Stored data:

▼▼▼

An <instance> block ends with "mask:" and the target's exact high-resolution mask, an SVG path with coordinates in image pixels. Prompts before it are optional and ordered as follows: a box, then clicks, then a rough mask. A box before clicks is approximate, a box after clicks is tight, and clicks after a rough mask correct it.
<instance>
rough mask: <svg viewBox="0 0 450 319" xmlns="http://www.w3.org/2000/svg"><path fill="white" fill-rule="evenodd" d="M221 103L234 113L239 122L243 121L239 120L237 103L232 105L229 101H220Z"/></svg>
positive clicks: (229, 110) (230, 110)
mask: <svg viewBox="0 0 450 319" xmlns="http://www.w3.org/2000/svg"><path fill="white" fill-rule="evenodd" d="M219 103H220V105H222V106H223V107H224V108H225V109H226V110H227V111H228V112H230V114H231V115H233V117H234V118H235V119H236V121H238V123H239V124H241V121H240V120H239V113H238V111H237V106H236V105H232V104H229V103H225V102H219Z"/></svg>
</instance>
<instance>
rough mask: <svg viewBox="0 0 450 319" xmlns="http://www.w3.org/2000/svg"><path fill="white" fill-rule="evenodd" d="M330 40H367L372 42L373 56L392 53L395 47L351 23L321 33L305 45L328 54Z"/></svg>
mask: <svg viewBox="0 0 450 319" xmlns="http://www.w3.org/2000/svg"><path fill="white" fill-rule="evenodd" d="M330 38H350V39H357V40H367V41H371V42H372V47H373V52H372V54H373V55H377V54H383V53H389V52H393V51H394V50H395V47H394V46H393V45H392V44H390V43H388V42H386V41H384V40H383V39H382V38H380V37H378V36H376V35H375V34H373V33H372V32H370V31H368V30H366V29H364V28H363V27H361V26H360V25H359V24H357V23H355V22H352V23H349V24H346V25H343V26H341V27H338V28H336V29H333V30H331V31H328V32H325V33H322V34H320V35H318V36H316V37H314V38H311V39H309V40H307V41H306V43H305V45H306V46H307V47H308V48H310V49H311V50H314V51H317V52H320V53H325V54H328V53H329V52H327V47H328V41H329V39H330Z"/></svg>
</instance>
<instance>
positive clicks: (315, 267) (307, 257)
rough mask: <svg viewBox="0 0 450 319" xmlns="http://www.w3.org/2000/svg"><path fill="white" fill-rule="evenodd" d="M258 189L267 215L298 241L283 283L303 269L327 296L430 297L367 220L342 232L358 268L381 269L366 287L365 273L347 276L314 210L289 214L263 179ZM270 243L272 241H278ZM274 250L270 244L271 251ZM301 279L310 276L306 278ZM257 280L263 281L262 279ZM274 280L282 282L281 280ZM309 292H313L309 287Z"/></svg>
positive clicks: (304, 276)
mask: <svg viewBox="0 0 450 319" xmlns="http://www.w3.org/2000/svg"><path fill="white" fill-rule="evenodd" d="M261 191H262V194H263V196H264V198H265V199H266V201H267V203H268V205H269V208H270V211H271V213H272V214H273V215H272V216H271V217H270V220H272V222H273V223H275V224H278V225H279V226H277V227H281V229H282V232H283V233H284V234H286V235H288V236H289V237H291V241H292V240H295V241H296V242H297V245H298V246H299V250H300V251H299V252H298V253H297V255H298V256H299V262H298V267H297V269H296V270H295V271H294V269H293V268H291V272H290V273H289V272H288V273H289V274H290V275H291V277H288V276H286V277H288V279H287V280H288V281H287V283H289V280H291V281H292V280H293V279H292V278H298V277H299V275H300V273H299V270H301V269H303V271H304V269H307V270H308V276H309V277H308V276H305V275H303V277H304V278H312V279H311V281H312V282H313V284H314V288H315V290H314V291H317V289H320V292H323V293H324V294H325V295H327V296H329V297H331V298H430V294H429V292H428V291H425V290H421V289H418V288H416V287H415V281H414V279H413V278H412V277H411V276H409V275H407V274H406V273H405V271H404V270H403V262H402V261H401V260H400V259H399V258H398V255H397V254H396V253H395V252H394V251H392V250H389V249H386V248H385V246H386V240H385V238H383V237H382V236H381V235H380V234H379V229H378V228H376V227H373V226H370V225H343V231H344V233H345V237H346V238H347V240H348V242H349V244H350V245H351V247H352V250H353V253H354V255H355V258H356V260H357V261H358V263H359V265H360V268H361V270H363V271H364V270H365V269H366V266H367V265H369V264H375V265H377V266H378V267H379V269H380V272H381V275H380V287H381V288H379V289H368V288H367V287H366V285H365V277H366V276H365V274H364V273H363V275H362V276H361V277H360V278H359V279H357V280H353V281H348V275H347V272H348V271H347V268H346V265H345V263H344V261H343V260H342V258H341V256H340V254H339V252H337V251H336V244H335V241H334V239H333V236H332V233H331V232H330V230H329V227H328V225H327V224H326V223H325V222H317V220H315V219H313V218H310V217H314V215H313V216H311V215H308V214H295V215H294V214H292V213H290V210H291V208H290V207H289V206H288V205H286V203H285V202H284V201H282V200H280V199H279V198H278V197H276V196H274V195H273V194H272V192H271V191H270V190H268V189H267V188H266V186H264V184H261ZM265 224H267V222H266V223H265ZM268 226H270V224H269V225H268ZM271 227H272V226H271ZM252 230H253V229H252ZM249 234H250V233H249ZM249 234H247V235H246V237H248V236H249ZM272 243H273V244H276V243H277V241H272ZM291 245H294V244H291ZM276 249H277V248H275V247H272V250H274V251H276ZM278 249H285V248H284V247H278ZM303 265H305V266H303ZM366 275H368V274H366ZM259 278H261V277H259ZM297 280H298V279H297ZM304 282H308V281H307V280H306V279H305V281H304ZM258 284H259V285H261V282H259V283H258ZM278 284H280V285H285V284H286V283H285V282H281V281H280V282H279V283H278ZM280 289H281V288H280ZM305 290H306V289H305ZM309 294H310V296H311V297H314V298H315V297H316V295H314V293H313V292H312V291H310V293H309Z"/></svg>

▲▲▲

What the task asks = Repeat the data. Every word must match.

Written response =
An <instance> block ends with "mask:" and the target's exact high-resolution mask, an SVG path with coordinates in image pixels. Prompts before it are optional and ordered as follows: a box, then clicks, then a rough mask. A box before clicks is approximate, a box after clicks is tight, and clicks after a rough mask correct it.
<instance>
rough mask: <svg viewBox="0 0 450 319" xmlns="http://www.w3.org/2000/svg"><path fill="white" fill-rule="evenodd" d="M221 103L234 113L239 122L243 121L239 120L237 103L232 105L229 101H220Z"/></svg>
positive clicks: (229, 110) (230, 110)
mask: <svg viewBox="0 0 450 319" xmlns="http://www.w3.org/2000/svg"><path fill="white" fill-rule="evenodd" d="M219 103H220V105H222V106H223V107H224V108H225V109H226V110H227V111H228V112H230V114H231V115H233V117H234V118H235V119H236V121H238V123H239V124H241V121H240V120H239V113H238V111H237V106H236V105H232V104H229V103H225V102H219Z"/></svg>
</instance>
<instance>
rough mask: <svg viewBox="0 0 450 319" xmlns="http://www.w3.org/2000/svg"><path fill="white" fill-rule="evenodd" d="M330 40H367L372 42L373 56L392 53L395 47L351 23L321 33L305 45L328 54Z"/></svg>
mask: <svg viewBox="0 0 450 319" xmlns="http://www.w3.org/2000/svg"><path fill="white" fill-rule="evenodd" d="M330 38H350V39H357V40H367V41H371V42H372V47H373V52H372V54H373V55H377V54H383V53H389V52H393V51H394V50H395V47H394V46H393V45H392V44H390V43H388V42H386V41H384V40H383V39H382V38H380V37H378V36H376V35H375V34H373V33H372V32H370V31H368V30H366V29H364V28H363V27H361V26H360V25H359V24H357V23H355V22H352V23H349V24H346V25H343V26H341V27H338V28H336V29H333V30H331V31H328V32H325V33H322V34H320V35H318V36H316V37H314V38H311V39H309V40H307V41H306V43H305V45H306V46H307V47H308V48H310V49H311V50H314V51H317V52H320V53H325V54H328V53H329V52H327V47H328V41H329V39H330Z"/></svg>
</instance>
<instance>
positive clicks: (315, 267) (307, 257)
rough mask: <svg viewBox="0 0 450 319" xmlns="http://www.w3.org/2000/svg"><path fill="white" fill-rule="evenodd" d="M258 189L267 215L298 241L283 283L303 269L327 296L430 297L367 220L342 232L358 268L381 269L366 287L365 273L347 276L314 210L289 214L263 179ZM270 243L272 241H278ZM274 250L270 244L271 251ZM301 279L310 276L306 278ZM257 280L263 281L262 279ZM274 280L282 282L281 280ZM309 292H313L309 287Z"/></svg>
positive clicks: (304, 276)
mask: <svg viewBox="0 0 450 319" xmlns="http://www.w3.org/2000/svg"><path fill="white" fill-rule="evenodd" d="M261 191H262V194H263V196H264V198H265V199H266V201H267V203H268V205H269V208H270V211H271V213H272V214H273V215H272V216H271V217H270V220H272V222H273V223H275V224H278V225H279V226H277V227H281V229H282V232H283V233H284V234H286V235H288V236H289V237H291V241H292V240H295V241H296V242H297V245H298V246H299V250H300V251H299V252H298V253H297V255H298V256H299V262H298V267H297V269H296V270H295V271H294V269H293V268H291V272H290V273H289V272H288V273H289V274H290V275H291V277H288V276H286V277H288V279H287V280H288V281H287V283H289V280H291V281H292V280H293V279H292V278H298V277H299V275H300V273H299V270H301V269H303V271H304V269H307V270H308V276H309V277H308V276H305V275H303V277H304V278H312V279H311V281H312V282H313V284H314V288H315V290H314V291H317V289H320V292H323V293H324V294H325V295H327V296H329V297H331V298H430V294H429V292H428V291H425V290H421V289H418V288H416V287H415V281H414V279H413V278H412V277H411V276H409V275H407V274H406V273H405V271H404V270H403V262H402V261H401V260H400V259H399V258H398V255H397V254H396V253H395V252H394V251H392V250H389V249H386V248H385V246H386V240H385V238H383V237H382V236H381V235H380V234H379V229H378V228H376V227H373V226H370V225H343V231H344V233H345V237H346V238H347V240H348V242H349V244H350V245H351V247H352V250H353V253H354V255H355V258H356V260H357V261H358V263H359V265H360V268H361V270H363V271H364V270H365V269H366V266H367V265H369V264H375V265H377V266H378V267H379V269H380V272H381V275H380V287H381V288H379V289H368V288H367V287H366V285H365V277H366V276H365V274H364V273H363V275H362V276H361V277H360V278H359V279H357V280H353V281H348V275H347V272H348V271H347V268H346V265H345V263H344V261H343V260H342V258H341V256H340V254H339V252H337V251H336V244H335V241H334V239H333V236H332V233H331V232H330V230H329V227H328V225H327V224H326V223H325V222H317V220H315V219H313V218H310V217H314V215H313V216H311V215H308V214H295V215H294V214H292V213H290V210H291V208H290V207H289V206H288V205H286V203H285V202H284V201H282V200H280V199H279V198H278V197H276V196H274V195H273V194H272V192H271V191H270V190H268V189H267V188H266V186H264V184H261ZM265 224H267V222H266V223H265ZM268 226H270V224H269V225H268ZM271 227H272V226H271ZM252 230H253V229H252ZM249 234H250V233H249ZM249 234H247V235H246V237H248V236H249ZM272 243H273V244H276V243H277V241H272ZM291 245H294V244H291ZM276 249H277V248H275V247H272V250H274V251H276ZM278 249H285V248H284V247H278ZM303 265H305V266H303ZM366 275H368V274H366ZM259 278H261V277H259ZM297 280H298V279H297ZM304 282H308V281H307V280H306V279H305V281H304ZM258 284H259V285H261V282H259V283H258ZM278 284H280V285H285V284H286V283H285V282H281V281H280V282H279V283H278ZM280 289H281V288H280ZM305 290H306V289H305ZM309 294H310V296H311V297H314V298H315V297H316V295H314V293H313V292H312V291H310V293H309Z"/></svg>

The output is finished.